Excerpts from a point labeling dataset:

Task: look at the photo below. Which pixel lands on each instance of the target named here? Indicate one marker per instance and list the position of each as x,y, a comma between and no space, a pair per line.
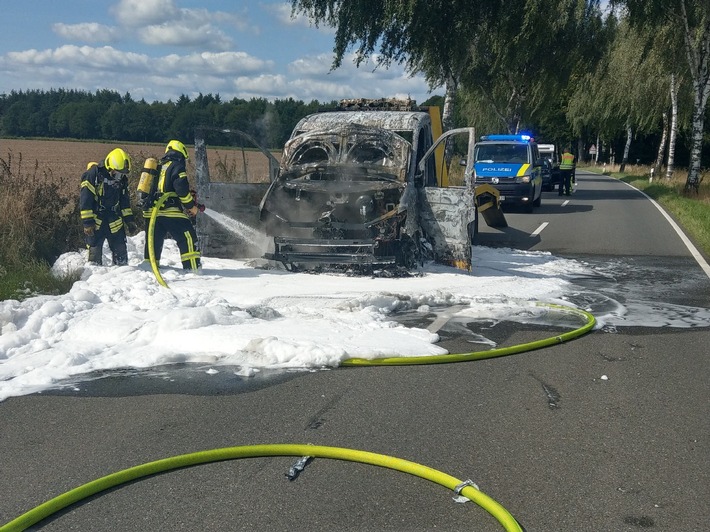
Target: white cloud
282,14
91,32
143,12
179,34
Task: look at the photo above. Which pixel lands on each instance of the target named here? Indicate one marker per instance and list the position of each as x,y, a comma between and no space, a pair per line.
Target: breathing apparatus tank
148,183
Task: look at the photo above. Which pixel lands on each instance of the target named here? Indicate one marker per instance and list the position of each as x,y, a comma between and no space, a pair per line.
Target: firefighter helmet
178,147
119,161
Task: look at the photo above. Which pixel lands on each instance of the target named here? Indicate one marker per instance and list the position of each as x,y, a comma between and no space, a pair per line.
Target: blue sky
161,49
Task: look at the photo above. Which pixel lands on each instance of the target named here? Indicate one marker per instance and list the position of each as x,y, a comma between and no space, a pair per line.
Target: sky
239,318
158,50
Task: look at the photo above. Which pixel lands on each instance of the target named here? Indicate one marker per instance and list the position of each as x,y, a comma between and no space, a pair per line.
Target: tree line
629,76
632,79
108,115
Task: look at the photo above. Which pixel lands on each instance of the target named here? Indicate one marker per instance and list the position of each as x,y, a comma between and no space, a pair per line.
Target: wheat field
64,160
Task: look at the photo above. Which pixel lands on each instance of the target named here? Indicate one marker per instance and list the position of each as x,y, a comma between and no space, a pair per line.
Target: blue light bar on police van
524,138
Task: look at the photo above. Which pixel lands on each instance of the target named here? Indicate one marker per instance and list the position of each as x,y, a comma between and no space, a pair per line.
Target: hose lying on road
253,451
90,489
489,353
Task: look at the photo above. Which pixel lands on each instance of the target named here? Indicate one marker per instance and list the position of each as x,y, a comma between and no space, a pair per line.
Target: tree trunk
696,143
673,131
661,147
699,63
447,113
627,147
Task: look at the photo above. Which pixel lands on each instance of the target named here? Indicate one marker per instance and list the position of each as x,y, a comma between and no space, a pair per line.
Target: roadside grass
39,217
690,210
33,278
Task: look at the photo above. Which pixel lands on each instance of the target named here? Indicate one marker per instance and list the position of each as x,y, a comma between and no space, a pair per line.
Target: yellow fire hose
151,240
489,353
90,489
465,489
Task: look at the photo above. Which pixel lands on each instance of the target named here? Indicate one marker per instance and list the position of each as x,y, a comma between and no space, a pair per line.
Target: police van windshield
501,153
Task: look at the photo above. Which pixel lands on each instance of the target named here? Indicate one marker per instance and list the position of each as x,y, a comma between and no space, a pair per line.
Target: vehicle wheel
408,255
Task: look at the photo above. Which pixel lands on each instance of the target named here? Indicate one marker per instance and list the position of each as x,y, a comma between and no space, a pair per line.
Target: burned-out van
365,187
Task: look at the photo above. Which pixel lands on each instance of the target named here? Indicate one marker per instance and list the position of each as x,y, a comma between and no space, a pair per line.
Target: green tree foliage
690,22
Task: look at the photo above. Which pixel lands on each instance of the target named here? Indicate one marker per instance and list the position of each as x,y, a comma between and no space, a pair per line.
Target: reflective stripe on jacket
567,162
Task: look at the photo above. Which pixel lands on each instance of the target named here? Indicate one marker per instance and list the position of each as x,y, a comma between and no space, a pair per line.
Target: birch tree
691,21
432,38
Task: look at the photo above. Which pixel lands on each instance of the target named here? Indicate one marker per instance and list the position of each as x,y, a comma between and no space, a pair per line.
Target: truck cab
361,188
511,164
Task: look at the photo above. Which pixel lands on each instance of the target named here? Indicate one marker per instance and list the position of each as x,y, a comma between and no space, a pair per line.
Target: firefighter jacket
104,199
172,181
567,162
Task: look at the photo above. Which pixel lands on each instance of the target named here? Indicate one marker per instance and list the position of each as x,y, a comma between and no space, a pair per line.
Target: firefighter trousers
180,229
116,243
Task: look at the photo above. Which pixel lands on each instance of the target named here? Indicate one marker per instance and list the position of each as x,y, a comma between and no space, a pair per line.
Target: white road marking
693,250
539,229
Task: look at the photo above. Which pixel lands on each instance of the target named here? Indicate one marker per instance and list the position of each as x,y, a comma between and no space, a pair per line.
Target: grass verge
31,279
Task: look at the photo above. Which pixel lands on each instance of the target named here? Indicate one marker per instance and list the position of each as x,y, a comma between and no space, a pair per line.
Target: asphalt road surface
609,432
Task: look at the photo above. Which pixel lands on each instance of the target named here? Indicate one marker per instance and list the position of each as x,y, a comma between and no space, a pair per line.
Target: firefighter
174,216
566,172
105,207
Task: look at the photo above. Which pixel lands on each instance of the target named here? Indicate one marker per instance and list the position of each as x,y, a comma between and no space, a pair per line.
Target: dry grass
66,159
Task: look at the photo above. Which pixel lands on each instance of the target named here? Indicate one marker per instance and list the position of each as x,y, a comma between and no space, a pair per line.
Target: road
610,432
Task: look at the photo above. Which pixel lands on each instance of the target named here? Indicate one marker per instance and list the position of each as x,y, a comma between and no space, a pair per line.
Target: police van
512,164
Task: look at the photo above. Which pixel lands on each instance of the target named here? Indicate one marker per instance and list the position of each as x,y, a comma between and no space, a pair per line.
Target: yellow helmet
119,161
178,147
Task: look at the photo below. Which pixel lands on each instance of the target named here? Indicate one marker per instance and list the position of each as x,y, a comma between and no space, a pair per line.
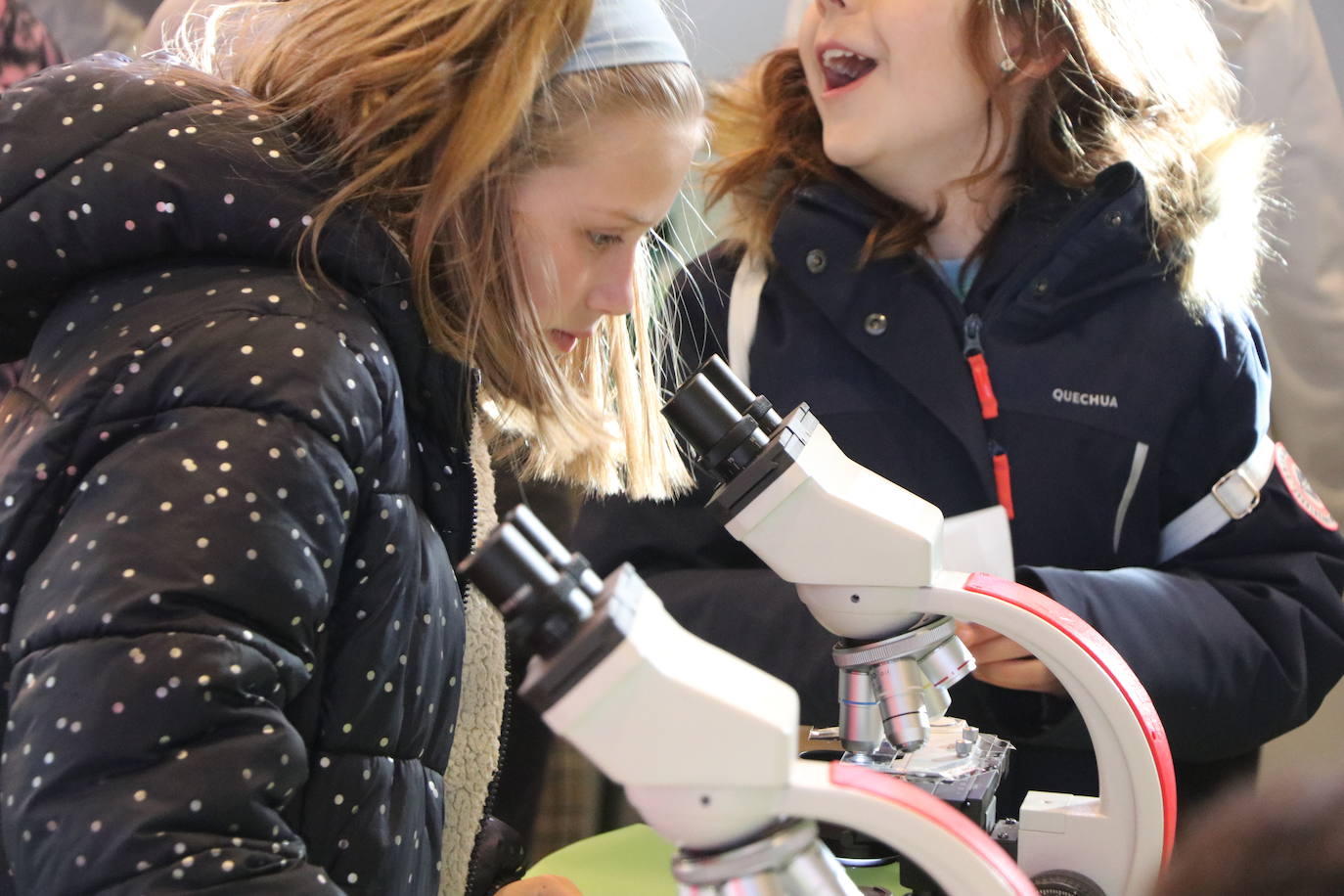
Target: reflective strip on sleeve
743,308
1235,495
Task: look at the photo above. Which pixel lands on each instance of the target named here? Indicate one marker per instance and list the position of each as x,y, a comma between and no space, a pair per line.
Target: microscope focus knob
1064,882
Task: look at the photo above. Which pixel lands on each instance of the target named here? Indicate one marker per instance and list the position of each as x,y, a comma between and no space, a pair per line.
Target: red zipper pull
974,355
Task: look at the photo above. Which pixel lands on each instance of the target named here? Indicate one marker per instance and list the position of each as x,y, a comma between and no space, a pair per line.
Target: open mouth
843,67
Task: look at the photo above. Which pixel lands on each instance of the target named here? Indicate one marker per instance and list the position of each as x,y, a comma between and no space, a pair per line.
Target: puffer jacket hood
111,162
230,503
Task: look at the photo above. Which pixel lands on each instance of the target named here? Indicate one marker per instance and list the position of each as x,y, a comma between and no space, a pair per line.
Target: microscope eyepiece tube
542,605
507,563
725,439
553,550
739,395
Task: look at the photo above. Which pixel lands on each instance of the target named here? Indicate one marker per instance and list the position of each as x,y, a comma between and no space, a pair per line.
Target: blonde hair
1139,81
431,112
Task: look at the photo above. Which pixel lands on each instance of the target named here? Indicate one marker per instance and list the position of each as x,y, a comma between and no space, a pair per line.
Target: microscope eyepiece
725,438
739,396
541,589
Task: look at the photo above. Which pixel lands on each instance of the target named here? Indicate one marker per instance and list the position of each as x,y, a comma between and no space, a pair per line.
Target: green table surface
636,860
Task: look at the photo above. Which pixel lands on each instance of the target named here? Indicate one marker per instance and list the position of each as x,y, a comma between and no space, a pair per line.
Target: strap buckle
1234,508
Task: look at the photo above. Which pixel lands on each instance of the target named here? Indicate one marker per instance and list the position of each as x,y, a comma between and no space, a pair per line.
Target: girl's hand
541,885
1007,664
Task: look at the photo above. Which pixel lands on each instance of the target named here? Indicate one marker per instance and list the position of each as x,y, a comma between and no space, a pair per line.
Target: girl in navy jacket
1010,251
280,312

-- Written instruction --
Please pick out each line in the entries above that contains the word "yellow" and copy those lines. Case counts when matching.

-- Response below --
Target: yellow fire hose
Target: yellow helmet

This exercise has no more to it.